Annotated coordinate records:

[BEGIN]

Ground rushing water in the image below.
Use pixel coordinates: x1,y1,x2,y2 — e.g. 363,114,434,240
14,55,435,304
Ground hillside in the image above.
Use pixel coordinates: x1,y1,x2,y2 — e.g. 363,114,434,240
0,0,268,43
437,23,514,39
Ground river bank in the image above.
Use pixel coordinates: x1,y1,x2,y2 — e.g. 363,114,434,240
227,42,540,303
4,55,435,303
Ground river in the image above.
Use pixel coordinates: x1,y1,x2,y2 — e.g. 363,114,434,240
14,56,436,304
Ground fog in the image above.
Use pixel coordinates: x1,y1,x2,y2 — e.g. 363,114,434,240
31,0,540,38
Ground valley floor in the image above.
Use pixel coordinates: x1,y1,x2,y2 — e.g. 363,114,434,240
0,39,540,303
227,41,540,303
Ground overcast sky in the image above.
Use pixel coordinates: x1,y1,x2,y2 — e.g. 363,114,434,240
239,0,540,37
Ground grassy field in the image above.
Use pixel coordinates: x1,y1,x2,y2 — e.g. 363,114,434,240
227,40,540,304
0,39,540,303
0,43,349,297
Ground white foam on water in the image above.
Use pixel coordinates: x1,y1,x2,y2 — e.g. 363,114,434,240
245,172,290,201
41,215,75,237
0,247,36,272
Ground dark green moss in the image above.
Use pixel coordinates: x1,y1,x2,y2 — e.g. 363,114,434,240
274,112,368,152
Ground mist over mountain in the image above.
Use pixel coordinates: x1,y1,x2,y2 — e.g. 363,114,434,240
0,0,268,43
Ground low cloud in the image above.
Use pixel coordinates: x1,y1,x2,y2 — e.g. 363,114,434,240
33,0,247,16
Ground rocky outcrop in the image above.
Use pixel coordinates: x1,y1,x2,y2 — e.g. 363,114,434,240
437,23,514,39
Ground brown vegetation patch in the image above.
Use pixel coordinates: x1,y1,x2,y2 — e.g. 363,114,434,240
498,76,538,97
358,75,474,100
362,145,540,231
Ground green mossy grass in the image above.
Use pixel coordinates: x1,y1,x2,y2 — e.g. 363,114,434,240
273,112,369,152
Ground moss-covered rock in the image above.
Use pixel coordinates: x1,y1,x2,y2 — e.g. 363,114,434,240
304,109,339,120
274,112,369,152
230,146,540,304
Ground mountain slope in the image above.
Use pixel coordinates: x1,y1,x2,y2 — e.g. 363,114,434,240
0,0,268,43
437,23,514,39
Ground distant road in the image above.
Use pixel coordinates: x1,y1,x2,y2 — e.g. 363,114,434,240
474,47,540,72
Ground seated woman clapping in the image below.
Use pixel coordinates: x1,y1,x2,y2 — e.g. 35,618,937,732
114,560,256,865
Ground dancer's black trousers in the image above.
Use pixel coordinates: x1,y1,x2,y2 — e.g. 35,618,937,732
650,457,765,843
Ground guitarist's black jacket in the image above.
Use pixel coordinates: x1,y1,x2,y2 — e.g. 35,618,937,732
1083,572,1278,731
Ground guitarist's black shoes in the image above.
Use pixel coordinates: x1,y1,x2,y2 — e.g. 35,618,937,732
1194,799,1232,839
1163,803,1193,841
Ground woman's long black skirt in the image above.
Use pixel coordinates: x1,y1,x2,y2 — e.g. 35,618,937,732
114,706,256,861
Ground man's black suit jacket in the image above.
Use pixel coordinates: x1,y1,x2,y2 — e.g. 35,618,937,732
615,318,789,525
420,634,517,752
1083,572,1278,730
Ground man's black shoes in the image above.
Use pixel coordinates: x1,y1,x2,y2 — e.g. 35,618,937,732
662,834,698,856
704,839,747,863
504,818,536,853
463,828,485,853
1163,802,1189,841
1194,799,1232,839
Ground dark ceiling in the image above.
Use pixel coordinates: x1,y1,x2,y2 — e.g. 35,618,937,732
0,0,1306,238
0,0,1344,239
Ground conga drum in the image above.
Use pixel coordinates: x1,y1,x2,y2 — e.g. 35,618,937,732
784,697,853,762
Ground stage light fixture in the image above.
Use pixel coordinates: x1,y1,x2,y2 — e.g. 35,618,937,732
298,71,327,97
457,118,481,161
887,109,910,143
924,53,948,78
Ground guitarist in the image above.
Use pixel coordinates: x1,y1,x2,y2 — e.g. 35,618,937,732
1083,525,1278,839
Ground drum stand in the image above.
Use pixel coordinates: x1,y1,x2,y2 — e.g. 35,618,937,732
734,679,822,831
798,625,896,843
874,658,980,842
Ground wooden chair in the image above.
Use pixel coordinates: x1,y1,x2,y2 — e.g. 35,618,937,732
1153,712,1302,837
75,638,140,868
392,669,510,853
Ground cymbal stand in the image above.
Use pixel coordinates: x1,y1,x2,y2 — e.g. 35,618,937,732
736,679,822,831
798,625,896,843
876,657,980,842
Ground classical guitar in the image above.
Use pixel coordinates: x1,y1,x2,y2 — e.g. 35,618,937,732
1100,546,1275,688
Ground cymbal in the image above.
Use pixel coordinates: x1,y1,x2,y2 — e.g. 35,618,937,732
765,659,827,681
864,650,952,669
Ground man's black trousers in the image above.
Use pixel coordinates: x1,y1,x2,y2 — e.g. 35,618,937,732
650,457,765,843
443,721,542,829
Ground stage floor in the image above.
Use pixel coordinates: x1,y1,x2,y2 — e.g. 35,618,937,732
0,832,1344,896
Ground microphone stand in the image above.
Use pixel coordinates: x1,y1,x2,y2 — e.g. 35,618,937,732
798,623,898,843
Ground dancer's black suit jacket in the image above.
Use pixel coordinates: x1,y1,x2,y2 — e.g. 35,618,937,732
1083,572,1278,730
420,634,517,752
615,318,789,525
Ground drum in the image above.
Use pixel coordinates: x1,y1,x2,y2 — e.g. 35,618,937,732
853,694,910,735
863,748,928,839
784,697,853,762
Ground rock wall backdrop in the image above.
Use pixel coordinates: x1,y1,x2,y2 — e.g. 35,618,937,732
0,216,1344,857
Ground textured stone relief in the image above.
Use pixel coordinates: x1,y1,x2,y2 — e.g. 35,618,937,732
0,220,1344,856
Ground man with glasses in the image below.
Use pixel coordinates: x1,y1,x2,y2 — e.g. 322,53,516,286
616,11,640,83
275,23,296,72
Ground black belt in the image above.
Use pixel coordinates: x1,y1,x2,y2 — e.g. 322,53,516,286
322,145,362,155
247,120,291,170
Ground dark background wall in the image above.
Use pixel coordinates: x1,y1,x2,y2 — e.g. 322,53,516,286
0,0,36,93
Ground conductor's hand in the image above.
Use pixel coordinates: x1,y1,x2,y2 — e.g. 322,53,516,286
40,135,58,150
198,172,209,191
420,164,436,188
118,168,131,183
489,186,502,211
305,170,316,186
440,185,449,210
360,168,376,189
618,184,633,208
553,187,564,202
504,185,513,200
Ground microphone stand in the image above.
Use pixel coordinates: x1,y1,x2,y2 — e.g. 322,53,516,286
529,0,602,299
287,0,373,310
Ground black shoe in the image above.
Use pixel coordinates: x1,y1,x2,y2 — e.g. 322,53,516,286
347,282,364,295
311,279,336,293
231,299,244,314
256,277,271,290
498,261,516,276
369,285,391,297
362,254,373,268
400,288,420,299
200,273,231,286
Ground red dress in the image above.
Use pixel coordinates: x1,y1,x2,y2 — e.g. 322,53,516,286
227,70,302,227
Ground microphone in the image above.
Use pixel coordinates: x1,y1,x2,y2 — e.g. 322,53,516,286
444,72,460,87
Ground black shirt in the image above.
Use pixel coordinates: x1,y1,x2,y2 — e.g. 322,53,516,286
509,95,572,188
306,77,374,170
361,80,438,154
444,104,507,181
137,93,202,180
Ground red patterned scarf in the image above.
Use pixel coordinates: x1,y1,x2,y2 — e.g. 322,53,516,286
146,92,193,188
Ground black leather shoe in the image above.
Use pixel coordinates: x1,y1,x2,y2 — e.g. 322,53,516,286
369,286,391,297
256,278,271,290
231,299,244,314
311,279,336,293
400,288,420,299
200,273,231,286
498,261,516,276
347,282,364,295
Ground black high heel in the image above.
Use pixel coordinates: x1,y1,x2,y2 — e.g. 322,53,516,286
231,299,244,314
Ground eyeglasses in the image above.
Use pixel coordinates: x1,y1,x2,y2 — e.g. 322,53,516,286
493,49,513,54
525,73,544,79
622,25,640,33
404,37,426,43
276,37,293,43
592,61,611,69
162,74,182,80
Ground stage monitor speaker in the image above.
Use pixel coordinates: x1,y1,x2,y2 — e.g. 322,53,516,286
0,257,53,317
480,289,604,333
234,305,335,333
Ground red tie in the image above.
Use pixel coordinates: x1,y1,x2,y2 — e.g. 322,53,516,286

[END]

:: THE REQUEST ::
Rewrite the items from the line with "Ground dark background" up to and including the line with "504,185,513,200", renaming "conductor's hand" to "performer's hand" and leaving everything else unchanged.

:: ANSWER TO THE PROBLEM ::
Ground dark background wall in the image above.
Use pixel coordinates: x1,y1,x2,y2 — e.g. 322,53,516,286
0,0,36,93
Ground performer's hand in the image above.
Use pixel coordinates: x1,y1,x2,y2 — e.g. 322,53,516,286
40,135,58,150
198,172,209,191
420,164,436,188
118,168,131,183
489,186,502,211
305,170,316,186
440,185,449,210
360,168,376,189
618,184,633,208
553,187,564,202
504,185,513,200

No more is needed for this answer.